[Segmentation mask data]
———

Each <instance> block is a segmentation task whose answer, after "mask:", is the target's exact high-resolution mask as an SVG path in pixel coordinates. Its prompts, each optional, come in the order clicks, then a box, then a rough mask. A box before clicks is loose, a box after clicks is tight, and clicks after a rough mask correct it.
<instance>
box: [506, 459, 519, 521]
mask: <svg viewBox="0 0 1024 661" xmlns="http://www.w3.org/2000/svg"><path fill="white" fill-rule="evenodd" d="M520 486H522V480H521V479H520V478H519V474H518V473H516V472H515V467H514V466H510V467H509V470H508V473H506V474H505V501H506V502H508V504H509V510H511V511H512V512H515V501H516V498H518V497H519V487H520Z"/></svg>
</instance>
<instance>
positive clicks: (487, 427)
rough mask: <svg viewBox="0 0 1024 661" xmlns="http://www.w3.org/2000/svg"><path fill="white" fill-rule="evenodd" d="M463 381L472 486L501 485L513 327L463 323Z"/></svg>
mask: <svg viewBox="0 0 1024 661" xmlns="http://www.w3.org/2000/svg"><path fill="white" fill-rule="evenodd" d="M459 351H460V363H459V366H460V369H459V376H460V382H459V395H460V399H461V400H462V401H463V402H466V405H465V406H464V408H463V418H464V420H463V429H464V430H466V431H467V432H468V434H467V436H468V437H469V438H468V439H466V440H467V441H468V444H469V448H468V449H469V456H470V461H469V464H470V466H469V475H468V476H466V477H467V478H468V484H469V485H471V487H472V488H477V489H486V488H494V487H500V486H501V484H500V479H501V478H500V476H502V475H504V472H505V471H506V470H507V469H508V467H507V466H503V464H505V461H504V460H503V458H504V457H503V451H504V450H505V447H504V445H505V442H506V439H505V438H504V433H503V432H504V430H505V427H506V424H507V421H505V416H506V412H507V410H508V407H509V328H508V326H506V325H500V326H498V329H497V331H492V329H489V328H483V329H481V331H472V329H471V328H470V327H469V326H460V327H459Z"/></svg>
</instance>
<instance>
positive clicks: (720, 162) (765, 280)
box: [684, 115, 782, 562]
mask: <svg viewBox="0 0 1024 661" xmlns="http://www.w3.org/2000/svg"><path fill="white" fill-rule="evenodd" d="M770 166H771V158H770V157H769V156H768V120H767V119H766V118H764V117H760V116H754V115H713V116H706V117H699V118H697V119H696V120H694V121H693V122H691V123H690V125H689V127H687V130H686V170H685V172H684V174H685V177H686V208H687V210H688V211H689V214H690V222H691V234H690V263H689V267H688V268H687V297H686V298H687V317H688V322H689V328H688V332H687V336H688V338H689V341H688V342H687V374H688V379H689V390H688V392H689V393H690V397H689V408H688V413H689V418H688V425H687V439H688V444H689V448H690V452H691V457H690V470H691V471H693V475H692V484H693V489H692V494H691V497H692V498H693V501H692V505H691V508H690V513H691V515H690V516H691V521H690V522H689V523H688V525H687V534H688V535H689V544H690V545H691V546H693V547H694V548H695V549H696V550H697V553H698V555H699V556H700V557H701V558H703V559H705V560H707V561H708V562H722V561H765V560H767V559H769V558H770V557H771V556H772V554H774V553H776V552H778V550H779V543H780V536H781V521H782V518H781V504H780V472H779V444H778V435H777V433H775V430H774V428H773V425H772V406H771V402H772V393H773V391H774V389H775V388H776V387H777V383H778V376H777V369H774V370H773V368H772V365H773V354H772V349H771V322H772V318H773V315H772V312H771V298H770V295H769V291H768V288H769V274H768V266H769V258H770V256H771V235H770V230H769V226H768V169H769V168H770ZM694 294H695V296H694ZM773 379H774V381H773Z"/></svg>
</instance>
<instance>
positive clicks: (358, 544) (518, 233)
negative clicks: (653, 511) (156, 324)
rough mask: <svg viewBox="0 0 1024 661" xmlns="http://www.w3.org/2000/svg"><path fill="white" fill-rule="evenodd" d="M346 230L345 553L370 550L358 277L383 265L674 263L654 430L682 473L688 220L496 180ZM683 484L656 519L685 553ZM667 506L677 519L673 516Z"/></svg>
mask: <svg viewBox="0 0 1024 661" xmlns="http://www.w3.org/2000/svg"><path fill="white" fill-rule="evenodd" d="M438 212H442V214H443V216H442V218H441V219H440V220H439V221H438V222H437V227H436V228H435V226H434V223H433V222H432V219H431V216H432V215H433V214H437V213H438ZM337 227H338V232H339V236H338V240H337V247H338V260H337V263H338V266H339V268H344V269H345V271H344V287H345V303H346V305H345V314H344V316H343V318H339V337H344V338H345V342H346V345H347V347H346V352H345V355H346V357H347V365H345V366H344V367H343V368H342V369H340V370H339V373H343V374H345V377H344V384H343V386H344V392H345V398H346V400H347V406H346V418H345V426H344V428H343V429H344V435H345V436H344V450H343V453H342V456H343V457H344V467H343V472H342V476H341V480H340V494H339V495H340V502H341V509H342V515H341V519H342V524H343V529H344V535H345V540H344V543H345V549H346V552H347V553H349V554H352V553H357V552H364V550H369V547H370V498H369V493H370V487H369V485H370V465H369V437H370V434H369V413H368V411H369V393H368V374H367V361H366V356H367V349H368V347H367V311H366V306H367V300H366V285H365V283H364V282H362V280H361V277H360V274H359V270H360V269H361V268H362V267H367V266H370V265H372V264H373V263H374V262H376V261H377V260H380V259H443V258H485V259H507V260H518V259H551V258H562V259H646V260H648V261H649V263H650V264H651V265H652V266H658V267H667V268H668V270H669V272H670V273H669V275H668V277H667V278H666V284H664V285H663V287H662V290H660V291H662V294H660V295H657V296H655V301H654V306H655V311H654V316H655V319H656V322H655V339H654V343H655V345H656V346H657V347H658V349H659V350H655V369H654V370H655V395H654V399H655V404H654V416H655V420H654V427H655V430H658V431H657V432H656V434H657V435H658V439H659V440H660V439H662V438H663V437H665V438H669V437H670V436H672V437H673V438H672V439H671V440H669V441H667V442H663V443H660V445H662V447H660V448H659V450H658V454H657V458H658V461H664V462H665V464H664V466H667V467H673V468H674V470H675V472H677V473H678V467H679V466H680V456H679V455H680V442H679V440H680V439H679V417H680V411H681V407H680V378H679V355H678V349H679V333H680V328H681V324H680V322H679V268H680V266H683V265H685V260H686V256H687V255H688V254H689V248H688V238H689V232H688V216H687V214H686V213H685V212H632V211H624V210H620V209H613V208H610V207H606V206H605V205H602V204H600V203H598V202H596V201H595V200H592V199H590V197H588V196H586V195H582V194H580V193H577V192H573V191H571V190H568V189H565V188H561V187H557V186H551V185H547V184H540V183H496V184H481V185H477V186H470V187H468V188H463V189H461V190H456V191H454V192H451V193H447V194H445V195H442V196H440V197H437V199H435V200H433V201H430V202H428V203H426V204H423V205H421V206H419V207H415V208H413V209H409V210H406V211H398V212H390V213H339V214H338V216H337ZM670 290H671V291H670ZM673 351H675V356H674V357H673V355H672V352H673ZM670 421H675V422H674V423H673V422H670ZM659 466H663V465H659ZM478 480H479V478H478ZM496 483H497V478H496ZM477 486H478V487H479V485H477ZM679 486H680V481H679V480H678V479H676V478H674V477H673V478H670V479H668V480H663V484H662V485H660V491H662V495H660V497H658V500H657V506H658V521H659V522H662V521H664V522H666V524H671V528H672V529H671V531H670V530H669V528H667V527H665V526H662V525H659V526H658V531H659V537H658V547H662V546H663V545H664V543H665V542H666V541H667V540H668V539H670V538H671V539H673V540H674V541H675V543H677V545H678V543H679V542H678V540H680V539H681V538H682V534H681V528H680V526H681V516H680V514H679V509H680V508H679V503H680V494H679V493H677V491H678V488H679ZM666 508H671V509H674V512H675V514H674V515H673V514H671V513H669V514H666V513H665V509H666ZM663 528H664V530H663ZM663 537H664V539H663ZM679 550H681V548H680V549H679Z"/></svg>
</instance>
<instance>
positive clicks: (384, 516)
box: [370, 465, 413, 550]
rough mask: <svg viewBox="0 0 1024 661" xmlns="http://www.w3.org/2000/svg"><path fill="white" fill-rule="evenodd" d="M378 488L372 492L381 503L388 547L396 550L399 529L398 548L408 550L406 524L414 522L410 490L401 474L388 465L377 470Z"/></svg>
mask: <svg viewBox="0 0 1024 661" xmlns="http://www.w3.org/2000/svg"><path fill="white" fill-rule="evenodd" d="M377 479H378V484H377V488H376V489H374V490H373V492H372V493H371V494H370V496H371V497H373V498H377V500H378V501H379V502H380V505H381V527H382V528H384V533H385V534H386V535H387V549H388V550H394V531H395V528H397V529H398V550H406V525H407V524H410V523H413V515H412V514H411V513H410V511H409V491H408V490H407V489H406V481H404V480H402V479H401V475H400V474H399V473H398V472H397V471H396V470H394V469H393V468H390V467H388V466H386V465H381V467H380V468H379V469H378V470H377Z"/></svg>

———

* YOUR TASK
Which lines of the data include the string "clicks"? Find them and copy each one.

* TASK RESPONSE
Each <instance> block is a segmentation task whose answer, after "mask:", is the target's exact high-resolution mask as an SVG path in pixel coordinates. Its prompts, each optional, come in the order clicks, then a box, then a rough mask. A box before clicks is loose, a box after clicks is tight, and clicks after a rough mask correct it.
positive clicks: (487, 427)
positive clicks: (720, 162) (765, 280)
positive clicks: (358, 544) (518, 233)
negative clicks: (653, 511) (156, 324)
positive clicks: (384, 516)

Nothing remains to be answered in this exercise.